# No-meat meal ideas?



## WhistlestopMom (Sep 6, 2007)

O.K. I notice some try to have meat only a couple of times a week. So what do you typically serve your family on the no meat days? I like the idea for health reasons.


----------



## catdance62 (Dec 7, 2008)

I was a vegetarian for 13 years and as long as you are just vegetarian and not vegan there are a lot of options. (i tried the vegan thing too, but it was too limiting).
Any kind of pasta dish with meatless spaghetti sauce, or pesto, or just gently sauteed vegetables and parmesan cheese. 
I really like red beans and rice with a side of corn bread.
Spinach quesadillas
Just make the stuff you usually make, but skip the meat. There are loads of good vegetarian websites with recipes, or you can go to allrecipes.com and just select the vegetarian option.


----------



## Joe123 (Feb 24, 2008)

1. Grilled Cheese Sandwiches
They're very easy to make and they're pretty healthy. They can be made on all different types of bread. Different types of cheese can be used. Different methods of grilling can be used. These provide a good variety of meals with just one dish. 
2. Manicotti
Manicotti is traditionally meatless, anyway. Manicotti is stuffed noodles. They are stuffed with a cheese mixture and often baked in tomato sauce. A white manicotti can also be made. Only cheese and spices are in this version. 
3. Pancakes
Who doesn't love pancakes? A variety of fruits and flavorings can be added to them to make different flavors.

Work instruction 1: In the no-meat meal ideas thread, how many years was catdance62 a vegetarian?
Work instruction 2: Continue the no-meat meal ideas thread from the point where it stops.

Data extracts:
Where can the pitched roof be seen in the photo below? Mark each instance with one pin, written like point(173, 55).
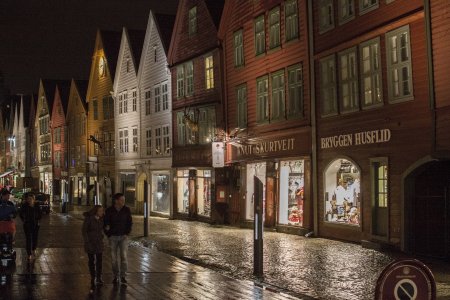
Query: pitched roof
point(165, 25)
point(111, 47)
point(136, 44)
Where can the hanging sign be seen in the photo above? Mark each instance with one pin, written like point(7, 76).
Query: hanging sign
point(218, 154)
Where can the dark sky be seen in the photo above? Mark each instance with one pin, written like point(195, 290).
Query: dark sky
point(55, 38)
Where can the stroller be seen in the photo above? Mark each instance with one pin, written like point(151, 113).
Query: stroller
point(7, 252)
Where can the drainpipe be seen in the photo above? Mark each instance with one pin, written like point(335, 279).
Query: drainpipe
point(430, 67)
point(312, 92)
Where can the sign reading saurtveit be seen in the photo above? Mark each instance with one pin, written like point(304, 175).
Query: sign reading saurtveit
point(356, 139)
point(272, 147)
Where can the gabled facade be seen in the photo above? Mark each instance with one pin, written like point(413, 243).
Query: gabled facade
point(76, 120)
point(155, 134)
point(268, 111)
point(373, 123)
point(127, 117)
point(195, 60)
point(59, 144)
point(100, 129)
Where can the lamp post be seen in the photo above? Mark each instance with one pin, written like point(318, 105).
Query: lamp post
point(97, 188)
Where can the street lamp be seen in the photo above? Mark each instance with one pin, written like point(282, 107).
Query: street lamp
point(97, 188)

Answer box 1: 13 years.

Answer box 2:
4.Waffles
Waffles give the same options as pancakes. 
5. Macaroni and Cheese
It may not be the healthiest option, but a big serving can be just as good as grilled cheese. Plus, kids will eat it. 
6.Tomato Soup
So, it sounds pretty bland. However, it can be paired with those grilled cheese sandwiches, have different things in it, and it can even be served with sides so it is a decent meal for both picky eaters and more sophisticated eaters. 
7.Nachos
Nachos can be just cheese and chips. That's great for picky eaters. Refried beans and other vegetables can be added. They are an easy customizable dish. 
8.Omelets
Omelets are great meatless meals. They are easily customizable as well. That is, if you're up to making them. A cheese omelet is a great dish. If not up to making omelets, just make scrambled eggs. 
9.Quesadillas
While these may traditionally have meat in them, they don't have to. Make cheese quesadillas. Vegetables and salsa can be put on or in them for those more sophisticated eaters, too. 
10.Meatless Spaghetti
Make spaghetti, but just don't put meat in it. In fact, this can work for any Italian dish that usually has meat. Just eliminate the meat and you've got a meatless meal, usually in minutes.


Here is somemore ideas
Salads: Salads are filling and healthy. This meatless meal choice can also come with added protein. Adding nuts, beans, or cheese to your salad will add several grams of protein and flavor to an otherwise boring dish. When making this meatless meal, think of a theme. One night you could have Mexican salads topped with chili beans, pepper jack cheese, salsa, and sour cream. On another night you could turn this meatless meal into a Greek feast with feta cheese, olives, red onion, and cucumber. Be creative and turn this meatless meal into something fun.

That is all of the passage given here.